### [PROBLEM STATEMENT]
Return each line of the rows below that contains the word "small", copying those lines unchanged.
※ ※ ※
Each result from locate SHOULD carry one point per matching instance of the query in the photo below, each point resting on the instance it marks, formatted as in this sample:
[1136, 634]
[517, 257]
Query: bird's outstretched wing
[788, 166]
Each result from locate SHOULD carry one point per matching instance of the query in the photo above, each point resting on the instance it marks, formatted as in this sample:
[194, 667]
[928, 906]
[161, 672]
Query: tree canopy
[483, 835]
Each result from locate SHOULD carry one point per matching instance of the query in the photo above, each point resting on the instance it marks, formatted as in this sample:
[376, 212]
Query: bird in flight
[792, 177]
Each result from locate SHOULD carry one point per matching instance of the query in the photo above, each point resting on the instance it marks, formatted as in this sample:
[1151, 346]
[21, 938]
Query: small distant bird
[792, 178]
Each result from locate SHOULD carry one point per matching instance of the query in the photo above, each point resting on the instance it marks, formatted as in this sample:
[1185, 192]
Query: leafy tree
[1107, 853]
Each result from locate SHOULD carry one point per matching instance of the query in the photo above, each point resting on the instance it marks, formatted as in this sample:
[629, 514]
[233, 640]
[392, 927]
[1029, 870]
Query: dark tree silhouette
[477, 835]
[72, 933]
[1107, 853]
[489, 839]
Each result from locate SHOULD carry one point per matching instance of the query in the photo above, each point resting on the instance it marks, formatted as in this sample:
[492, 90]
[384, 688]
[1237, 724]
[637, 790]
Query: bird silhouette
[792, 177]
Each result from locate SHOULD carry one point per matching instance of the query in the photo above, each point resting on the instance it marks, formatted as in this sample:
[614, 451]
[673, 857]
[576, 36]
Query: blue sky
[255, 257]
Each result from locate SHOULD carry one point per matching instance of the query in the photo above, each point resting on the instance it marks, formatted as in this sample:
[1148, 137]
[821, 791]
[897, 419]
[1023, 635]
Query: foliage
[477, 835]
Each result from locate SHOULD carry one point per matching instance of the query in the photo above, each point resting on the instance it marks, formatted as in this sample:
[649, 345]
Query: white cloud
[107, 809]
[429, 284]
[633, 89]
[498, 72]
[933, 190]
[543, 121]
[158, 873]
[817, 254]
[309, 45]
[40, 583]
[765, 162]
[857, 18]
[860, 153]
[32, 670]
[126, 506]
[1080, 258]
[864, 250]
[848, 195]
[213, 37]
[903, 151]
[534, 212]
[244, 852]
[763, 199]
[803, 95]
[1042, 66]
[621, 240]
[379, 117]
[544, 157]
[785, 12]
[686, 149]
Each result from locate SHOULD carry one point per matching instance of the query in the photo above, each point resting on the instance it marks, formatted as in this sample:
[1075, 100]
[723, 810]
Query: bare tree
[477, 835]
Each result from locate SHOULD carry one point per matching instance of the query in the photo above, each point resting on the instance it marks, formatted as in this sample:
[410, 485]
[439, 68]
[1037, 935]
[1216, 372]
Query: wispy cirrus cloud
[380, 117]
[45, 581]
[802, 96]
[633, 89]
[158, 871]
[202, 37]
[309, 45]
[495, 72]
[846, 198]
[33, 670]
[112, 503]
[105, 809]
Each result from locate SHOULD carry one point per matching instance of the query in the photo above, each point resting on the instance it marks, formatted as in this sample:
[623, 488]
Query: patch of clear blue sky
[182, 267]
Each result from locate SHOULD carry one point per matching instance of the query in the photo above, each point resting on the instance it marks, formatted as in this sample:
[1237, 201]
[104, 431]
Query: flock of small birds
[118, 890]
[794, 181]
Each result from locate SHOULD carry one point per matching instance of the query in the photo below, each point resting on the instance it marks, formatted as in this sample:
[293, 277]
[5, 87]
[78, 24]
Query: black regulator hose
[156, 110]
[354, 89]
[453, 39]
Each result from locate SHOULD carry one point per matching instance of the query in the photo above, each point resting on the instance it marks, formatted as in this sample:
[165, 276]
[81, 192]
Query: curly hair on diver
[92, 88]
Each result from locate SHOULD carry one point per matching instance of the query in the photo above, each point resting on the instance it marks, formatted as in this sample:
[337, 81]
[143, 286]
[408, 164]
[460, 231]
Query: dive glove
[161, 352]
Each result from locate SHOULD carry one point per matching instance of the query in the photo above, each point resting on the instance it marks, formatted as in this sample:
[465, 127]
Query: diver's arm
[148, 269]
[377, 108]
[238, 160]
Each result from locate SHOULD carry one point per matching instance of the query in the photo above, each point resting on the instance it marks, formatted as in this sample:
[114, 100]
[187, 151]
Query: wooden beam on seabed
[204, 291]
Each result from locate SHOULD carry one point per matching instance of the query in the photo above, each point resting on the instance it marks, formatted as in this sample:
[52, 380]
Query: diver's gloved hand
※ ※ ※
### [TASK RESPONSE]
Query: small distant bird
Query: flock of small birds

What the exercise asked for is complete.